◆ **Instruction**: Write out, please, the line containing "Point to every instance of the soldier's" together with all lines after it, up to and including the last one, with no other output.

Object location annotation data:
■ ■ ■

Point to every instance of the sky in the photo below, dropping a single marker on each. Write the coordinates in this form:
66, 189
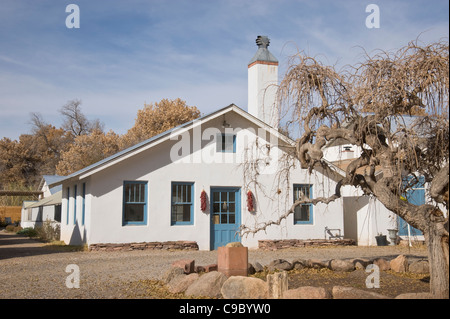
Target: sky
126, 54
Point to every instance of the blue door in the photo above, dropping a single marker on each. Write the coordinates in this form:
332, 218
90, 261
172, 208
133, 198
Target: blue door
415, 196
225, 215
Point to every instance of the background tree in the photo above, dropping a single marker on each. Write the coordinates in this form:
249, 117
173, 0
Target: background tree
75, 122
321, 105
87, 150
159, 117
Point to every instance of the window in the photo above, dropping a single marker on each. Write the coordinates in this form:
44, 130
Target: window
226, 143
83, 209
303, 214
182, 203
58, 213
134, 203
68, 206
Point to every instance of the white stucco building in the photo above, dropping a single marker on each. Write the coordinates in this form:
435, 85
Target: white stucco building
191, 183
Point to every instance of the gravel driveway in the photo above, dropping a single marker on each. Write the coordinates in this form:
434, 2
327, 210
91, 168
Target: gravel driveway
29, 270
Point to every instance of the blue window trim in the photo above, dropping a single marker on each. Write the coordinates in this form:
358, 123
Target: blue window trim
311, 212
83, 211
68, 205
144, 222
191, 222
75, 205
220, 148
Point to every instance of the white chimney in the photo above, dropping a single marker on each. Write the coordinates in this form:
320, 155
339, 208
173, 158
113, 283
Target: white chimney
262, 84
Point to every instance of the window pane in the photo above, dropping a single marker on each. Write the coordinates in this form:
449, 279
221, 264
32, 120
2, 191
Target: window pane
186, 213
142, 200
228, 143
189, 194
127, 192
174, 193
301, 213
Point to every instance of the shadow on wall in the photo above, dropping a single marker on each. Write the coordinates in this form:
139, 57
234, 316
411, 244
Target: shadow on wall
77, 238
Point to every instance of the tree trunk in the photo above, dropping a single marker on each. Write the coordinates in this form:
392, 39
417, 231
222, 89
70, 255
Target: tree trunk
438, 256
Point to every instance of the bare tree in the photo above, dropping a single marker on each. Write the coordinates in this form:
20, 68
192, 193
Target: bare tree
369, 105
76, 122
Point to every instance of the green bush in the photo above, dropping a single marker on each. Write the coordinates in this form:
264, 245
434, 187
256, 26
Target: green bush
47, 232
13, 228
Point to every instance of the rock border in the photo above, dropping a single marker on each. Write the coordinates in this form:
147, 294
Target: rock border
166, 245
185, 277
275, 244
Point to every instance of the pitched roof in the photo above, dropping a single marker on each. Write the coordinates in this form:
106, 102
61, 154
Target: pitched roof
54, 199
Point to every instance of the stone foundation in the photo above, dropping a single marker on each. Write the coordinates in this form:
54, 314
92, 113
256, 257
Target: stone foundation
294, 243
175, 245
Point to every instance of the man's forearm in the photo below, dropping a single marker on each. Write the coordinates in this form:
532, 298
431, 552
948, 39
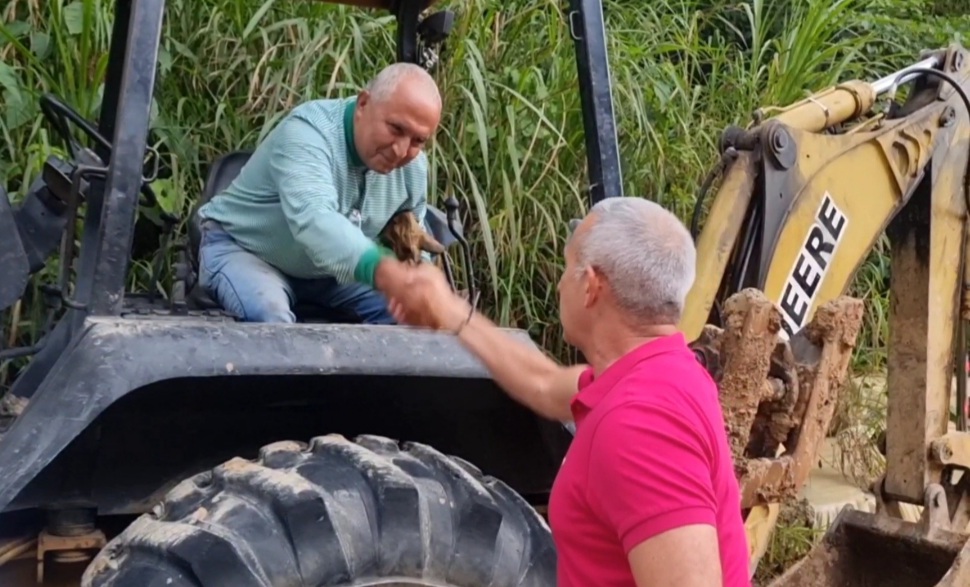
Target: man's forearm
524, 372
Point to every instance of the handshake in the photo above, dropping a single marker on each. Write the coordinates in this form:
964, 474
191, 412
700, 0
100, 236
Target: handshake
419, 295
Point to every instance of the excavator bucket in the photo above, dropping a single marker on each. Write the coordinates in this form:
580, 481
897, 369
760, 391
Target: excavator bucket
862, 550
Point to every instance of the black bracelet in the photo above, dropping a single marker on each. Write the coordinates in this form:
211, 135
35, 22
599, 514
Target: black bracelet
471, 312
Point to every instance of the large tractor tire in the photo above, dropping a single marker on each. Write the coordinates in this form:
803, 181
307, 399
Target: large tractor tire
334, 512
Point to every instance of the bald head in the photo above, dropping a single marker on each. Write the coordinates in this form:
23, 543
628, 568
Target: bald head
396, 115
645, 253
406, 78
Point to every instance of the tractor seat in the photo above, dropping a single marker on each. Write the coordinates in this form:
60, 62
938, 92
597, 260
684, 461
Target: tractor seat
223, 171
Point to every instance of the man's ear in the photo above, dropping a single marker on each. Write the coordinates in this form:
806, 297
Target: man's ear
593, 285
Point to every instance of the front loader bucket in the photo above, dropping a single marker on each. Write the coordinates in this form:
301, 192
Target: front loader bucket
869, 550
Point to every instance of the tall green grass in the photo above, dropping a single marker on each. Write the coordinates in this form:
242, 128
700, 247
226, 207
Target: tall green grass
511, 141
510, 145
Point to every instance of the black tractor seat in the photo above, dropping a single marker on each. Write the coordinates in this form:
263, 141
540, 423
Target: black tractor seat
222, 172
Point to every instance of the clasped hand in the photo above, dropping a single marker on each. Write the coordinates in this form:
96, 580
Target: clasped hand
421, 296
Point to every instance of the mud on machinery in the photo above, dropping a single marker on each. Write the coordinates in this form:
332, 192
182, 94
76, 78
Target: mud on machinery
108, 429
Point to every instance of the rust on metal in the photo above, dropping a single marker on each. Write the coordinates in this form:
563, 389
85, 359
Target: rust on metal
878, 549
67, 549
777, 394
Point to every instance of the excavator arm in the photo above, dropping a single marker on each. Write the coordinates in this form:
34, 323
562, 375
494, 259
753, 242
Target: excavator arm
807, 191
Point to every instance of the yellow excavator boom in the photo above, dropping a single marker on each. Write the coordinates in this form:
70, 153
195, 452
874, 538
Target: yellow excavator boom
807, 192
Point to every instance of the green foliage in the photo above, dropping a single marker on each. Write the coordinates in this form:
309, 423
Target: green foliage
511, 141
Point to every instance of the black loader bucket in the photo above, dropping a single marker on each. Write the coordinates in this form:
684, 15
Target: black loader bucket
862, 549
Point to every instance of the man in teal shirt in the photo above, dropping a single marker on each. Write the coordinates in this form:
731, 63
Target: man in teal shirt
300, 222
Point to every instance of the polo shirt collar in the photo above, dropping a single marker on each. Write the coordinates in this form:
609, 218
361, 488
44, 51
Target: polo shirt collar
592, 389
352, 154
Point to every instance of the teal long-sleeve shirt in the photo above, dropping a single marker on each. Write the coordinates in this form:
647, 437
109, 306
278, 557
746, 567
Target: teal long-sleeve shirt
306, 204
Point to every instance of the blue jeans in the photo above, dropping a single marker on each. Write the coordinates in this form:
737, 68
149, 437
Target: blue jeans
254, 290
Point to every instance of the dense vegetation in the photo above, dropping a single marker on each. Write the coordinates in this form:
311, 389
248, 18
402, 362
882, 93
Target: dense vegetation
511, 141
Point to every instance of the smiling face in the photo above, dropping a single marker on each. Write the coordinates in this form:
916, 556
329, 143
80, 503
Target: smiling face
390, 132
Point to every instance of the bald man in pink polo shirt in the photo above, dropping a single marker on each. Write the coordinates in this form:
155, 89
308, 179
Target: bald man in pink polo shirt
646, 495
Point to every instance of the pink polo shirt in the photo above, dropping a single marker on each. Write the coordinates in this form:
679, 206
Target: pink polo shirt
650, 454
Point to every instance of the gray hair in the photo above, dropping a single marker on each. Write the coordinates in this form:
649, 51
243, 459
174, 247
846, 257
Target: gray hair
384, 83
645, 252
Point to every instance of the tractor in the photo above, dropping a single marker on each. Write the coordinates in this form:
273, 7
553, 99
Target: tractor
165, 442
134, 407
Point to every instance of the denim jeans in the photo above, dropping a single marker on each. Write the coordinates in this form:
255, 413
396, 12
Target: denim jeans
254, 290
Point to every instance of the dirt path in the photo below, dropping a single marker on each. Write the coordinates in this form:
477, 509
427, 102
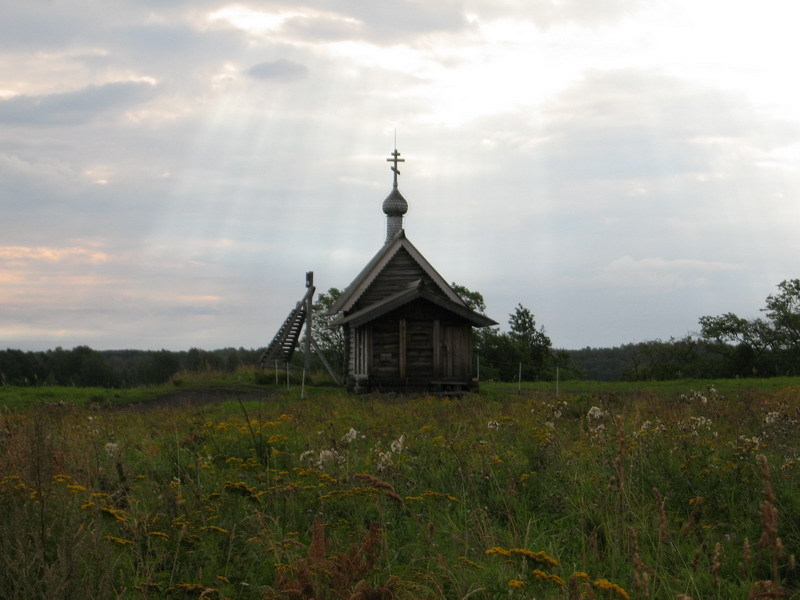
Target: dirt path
195, 397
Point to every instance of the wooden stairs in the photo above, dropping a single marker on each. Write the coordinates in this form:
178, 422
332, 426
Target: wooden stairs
284, 343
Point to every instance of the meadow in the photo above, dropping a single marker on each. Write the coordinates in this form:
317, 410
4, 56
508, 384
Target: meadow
608, 491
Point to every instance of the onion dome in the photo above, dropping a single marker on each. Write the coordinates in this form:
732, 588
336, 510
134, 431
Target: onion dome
395, 206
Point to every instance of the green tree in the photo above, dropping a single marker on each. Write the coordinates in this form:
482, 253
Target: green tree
473, 300
330, 339
763, 346
533, 346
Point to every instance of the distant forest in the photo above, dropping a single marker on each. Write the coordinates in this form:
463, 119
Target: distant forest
728, 346
686, 358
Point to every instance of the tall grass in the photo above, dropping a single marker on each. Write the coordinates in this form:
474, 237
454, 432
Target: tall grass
614, 494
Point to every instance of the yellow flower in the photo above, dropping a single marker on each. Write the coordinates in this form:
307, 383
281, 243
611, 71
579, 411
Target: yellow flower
214, 528
605, 584
540, 557
119, 541
542, 576
158, 534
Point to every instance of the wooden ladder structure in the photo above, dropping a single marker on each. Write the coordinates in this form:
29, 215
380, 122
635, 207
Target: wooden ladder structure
285, 342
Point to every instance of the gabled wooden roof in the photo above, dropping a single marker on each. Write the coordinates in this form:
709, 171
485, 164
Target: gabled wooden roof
349, 298
414, 291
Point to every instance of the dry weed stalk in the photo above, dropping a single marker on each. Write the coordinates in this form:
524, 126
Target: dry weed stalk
769, 522
641, 572
388, 488
716, 564
693, 517
662, 516
342, 576
619, 460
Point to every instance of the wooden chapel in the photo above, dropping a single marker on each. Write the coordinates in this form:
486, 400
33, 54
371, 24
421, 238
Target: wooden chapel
405, 328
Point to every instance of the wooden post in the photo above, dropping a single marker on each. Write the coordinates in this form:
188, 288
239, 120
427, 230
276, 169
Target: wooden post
309, 321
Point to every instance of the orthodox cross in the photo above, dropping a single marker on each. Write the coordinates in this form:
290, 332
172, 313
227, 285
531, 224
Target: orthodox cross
395, 159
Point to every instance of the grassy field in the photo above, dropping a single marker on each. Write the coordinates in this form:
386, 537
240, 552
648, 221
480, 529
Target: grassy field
220, 488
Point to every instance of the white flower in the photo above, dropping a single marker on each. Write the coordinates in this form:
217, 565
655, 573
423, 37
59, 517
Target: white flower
398, 445
350, 436
325, 457
112, 449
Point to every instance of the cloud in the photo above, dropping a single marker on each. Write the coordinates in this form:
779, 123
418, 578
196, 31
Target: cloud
77, 107
659, 273
279, 70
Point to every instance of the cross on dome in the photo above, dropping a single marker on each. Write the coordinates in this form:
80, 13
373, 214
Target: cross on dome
395, 159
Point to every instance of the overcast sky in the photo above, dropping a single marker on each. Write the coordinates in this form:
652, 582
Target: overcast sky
169, 170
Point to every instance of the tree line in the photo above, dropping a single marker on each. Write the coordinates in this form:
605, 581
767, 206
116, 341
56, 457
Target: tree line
84, 367
726, 346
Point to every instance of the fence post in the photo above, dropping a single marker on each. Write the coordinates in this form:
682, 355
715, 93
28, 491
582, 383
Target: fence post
556, 381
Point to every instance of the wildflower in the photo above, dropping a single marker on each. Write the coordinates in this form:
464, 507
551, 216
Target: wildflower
160, 534
325, 457
398, 445
117, 513
540, 557
542, 576
214, 528
605, 584
467, 561
120, 541
112, 449
596, 413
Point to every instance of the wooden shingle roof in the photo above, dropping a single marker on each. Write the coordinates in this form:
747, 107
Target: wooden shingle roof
398, 248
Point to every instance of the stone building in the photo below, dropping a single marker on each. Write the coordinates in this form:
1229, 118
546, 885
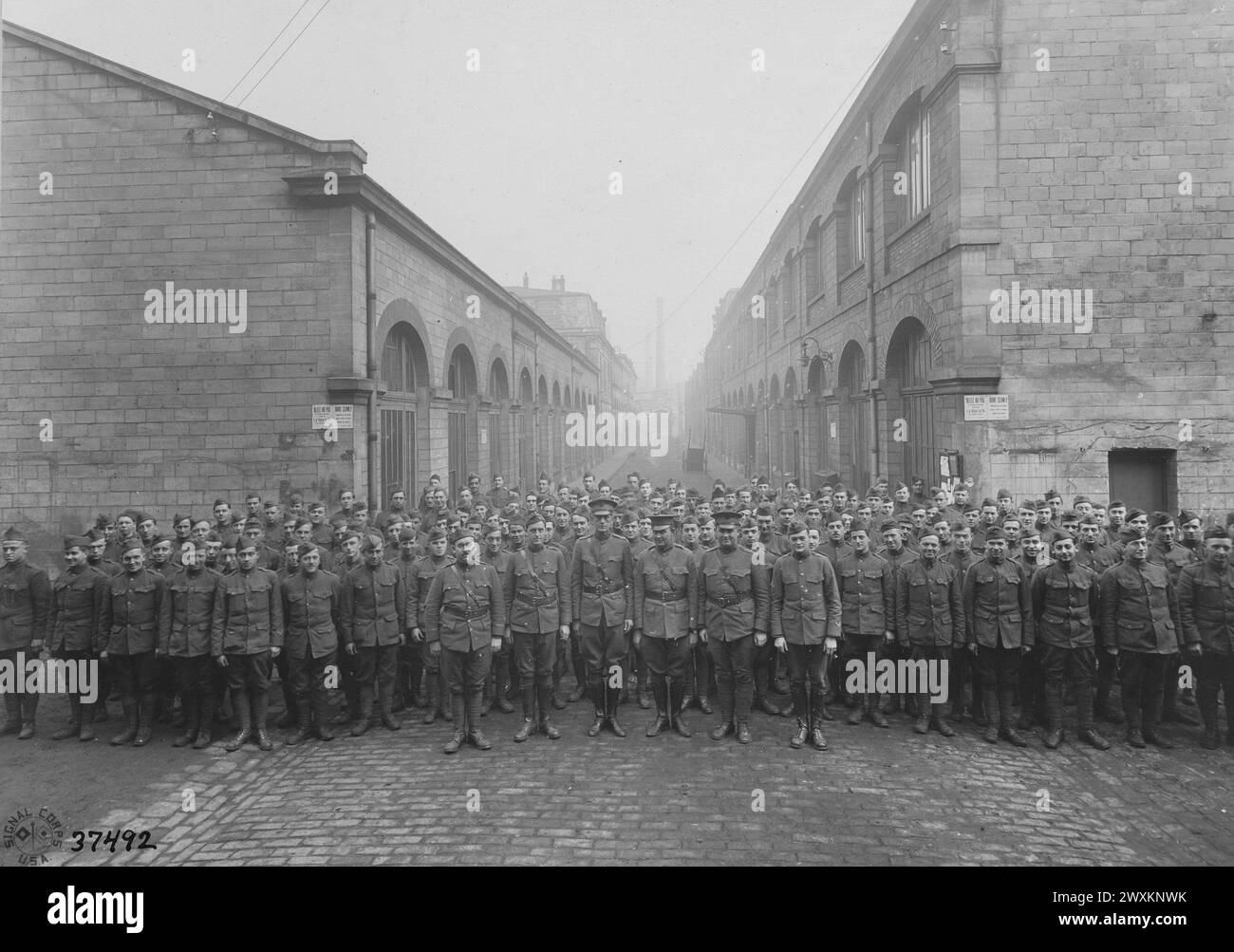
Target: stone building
198, 302
1015, 254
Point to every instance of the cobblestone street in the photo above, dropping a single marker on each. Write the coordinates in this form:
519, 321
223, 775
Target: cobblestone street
876, 796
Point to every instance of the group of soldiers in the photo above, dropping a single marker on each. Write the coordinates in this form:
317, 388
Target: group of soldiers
657, 597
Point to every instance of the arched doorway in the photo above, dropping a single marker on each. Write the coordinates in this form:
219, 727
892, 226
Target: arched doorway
908, 365
405, 370
461, 456
854, 382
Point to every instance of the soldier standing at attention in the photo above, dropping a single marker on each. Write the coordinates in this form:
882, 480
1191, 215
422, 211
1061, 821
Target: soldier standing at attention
806, 625
601, 594
247, 635
539, 617
929, 621
665, 597
1139, 619
312, 614
465, 614
185, 625
127, 634
733, 613
77, 598
999, 615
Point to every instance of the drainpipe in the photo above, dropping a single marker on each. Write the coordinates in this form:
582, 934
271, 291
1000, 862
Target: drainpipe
370, 332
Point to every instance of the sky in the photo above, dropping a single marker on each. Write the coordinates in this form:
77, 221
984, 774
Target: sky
501, 122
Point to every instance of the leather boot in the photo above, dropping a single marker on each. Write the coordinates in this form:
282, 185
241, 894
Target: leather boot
12, 716
678, 704
365, 716
546, 725
86, 732
28, 705
385, 705
1206, 696
662, 703
245, 718
613, 700
304, 722
260, 705
74, 724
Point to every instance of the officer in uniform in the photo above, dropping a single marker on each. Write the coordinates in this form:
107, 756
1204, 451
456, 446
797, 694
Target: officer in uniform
999, 622
806, 625
496, 688
1206, 609
539, 615
185, 625
665, 598
601, 593
868, 614
127, 635
1066, 609
77, 597
735, 612
929, 621
1139, 617
247, 634
465, 615
373, 610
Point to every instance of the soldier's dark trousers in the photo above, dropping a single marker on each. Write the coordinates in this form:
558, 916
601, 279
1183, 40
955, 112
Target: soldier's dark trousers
378, 663
535, 652
465, 674
603, 647
996, 672
735, 677
667, 660
1080, 666
1143, 677
807, 664
1216, 675
308, 679
196, 683
248, 679
933, 655
1032, 687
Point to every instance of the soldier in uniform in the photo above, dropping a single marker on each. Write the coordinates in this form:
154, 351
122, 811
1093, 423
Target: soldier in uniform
1066, 612
733, 612
868, 615
496, 688
465, 615
127, 635
999, 622
806, 625
1139, 618
247, 635
185, 625
538, 617
665, 597
77, 598
929, 621
1206, 610
312, 617
601, 594
373, 612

■ ■ ■

◆ **Result for this task**:
Point to every instance of the soldier's dark trousers in the photo above, dropping a single marker on each. Write the coordinates in this form:
558, 916
601, 279
1183, 40
955, 112
Target: soldier's dark trousers
378, 663
535, 652
465, 674
603, 647
996, 672
735, 677
667, 660
1080, 666
1143, 677
807, 664
1216, 675
308, 679
196, 683
248, 679
933, 655
1032, 687
Point to every instance of the soldier in uniform in the photo above, dropping a single marker on each. Write the coordinates in this form:
154, 351
122, 811
1093, 423
Target: soldier in uniform
1066, 612
733, 612
868, 615
496, 688
465, 615
127, 635
999, 622
806, 625
1139, 618
247, 635
185, 625
538, 617
665, 597
77, 598
929, 621
1206, 610
312, 617
601, 594
373, 612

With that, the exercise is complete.